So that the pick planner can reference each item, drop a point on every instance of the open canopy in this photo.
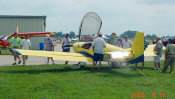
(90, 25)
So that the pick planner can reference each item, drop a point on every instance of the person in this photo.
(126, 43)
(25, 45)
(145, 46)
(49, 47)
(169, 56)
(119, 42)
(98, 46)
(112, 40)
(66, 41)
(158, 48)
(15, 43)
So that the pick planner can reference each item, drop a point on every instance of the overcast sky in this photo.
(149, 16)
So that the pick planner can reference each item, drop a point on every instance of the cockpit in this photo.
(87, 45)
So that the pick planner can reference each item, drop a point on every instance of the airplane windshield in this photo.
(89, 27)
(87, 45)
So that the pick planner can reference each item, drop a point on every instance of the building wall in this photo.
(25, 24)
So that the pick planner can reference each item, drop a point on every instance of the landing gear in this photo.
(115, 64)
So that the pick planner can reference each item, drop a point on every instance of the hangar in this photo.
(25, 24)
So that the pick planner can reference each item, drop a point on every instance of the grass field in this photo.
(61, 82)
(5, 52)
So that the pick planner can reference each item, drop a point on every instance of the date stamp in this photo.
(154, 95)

***

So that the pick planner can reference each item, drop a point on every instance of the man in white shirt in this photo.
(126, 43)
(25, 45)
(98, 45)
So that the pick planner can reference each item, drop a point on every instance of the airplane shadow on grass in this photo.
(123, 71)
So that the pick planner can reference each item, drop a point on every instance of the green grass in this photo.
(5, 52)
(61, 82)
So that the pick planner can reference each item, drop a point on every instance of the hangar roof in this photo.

***

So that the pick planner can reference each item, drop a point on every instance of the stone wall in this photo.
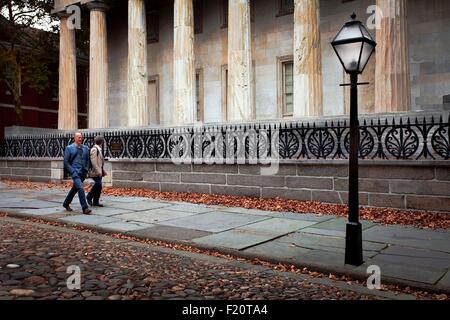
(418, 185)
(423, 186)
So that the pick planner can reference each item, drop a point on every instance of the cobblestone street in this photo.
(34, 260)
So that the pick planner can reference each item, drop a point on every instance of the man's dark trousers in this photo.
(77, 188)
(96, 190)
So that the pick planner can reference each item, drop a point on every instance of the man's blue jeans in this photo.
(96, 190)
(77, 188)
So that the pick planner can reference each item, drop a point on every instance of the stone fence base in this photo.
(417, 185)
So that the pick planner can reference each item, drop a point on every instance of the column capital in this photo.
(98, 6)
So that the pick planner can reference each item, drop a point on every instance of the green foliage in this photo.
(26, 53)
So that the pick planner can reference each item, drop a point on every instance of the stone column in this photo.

***

• **Objective**:
Copy the stretch of data from the line containing "jeans in this photo." through the line containing "column in this photo.", both ends included, character for character.

• **Exercise solution**:
So that the pick planner can reference each item, drop a point on every instance of the man's blue jeans in this photo.
(96, 190)
(77, 188)
So that the pick planner can reference each item, drop a point on every instance of the stone fence base in this photo.
(417, 185)
So that the pick planner can reference each item, drop a point on every instance of the column capital in this photo.
(98, 6)
So that the pick planner can reference each item, drop a point on every instance of the green foliage in this photo.
(26, 53)
So that the pick planner can reference each item, drop a point on every instance of the stone column in this photo.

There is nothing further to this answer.